Both Pam and Kim  13:44

Kim  13:45
You actually had a couple of problems not too long ago. Well, it's been several months now. Where it was like 16 times 75. 

Pam  13:55

Kim  13:56
And I have a sixth grader... No, I'm a liar. He's seventh grade now. (unclear). He's a seventh grader. And I was super excited because, you know, he has done a lot of work with me with different strategies, but really isn't getting that at school. And so, because he's not doing a lot of multiplication stuff right now, I still, you know, will give him some MathStratChat stuff. And he's super interested and reminds me most of the time. And you had a problem that was like 16 times 75. And I just wondered. You know, it had been a while since we talked about that. And I was really excited to see that he also thought about a fourth of 16, to get three-fourths of 16, to get 75 times 16. 

Pam  14:41
That's awesome.

Kim  14:42
Yeah. And I think what's really important about your story and, you know, how Cooper applied it is that they they weren't just following a bunch of problems that you asked, you know? Cooper's like applying the idea that Craig, I'm sure, is applying also, that you you kind of awakened in him. "Oh, 75. I can figure it in this way." Of any 75 or any 76. It's not just like I have the answer to one specific problem at the end of the string.

### WORK TO COMPLETE
Can you reproduce the whole math conversation transcript word for word? Work from the transcript alone.

### DATA SHOWN

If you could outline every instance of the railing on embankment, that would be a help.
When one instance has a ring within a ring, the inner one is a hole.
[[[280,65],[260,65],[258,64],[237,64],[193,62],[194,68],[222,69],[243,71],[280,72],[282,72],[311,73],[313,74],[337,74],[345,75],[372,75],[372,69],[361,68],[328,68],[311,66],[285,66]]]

### FINISHED EXERCISE
Both Pam and Kim  13:44

Kim  13:45
You actually had a couple of problems not too long ago. Well, it's been several months now. Where it was like 16 times 75. 

Pam  13:55

Kim  13:56
And I have a sixth grader... No, I'm a liar. He's seventh grade now. (unclear). He's a seventh grader. And I was super excited because, you know, he has done a lot of work with me with different strategies, but really isn't getting that at school. And so, because he's not doing a lot of multiplication stuff right now, I still, you know, will give him some MathStratChat stuff. And he's super interested and reminds me most of the time. And you had a problem that was like 16 times 75. And I just wondered. You know, it had been a while since we talked about that. And I was really excited to see that he also thought about a fourth of 16, to get three-fourths of 16, to get 75 times 16. 

Pam  14:41
That's awesome.

Kim  14:42
Yeah. And I think what's really important about your story and, you know, how Cooper applied it is that they they weren't just following a bunch of problems that you asked, you know? Cooper's like applying the idea that Craig, I'm sure, is applying also, that you you kind of awakened in him. "Oh, 75. I can figure it in this way." Of any 75 or any 76. It's not just like I have the answer to one specific problem at the end of the string.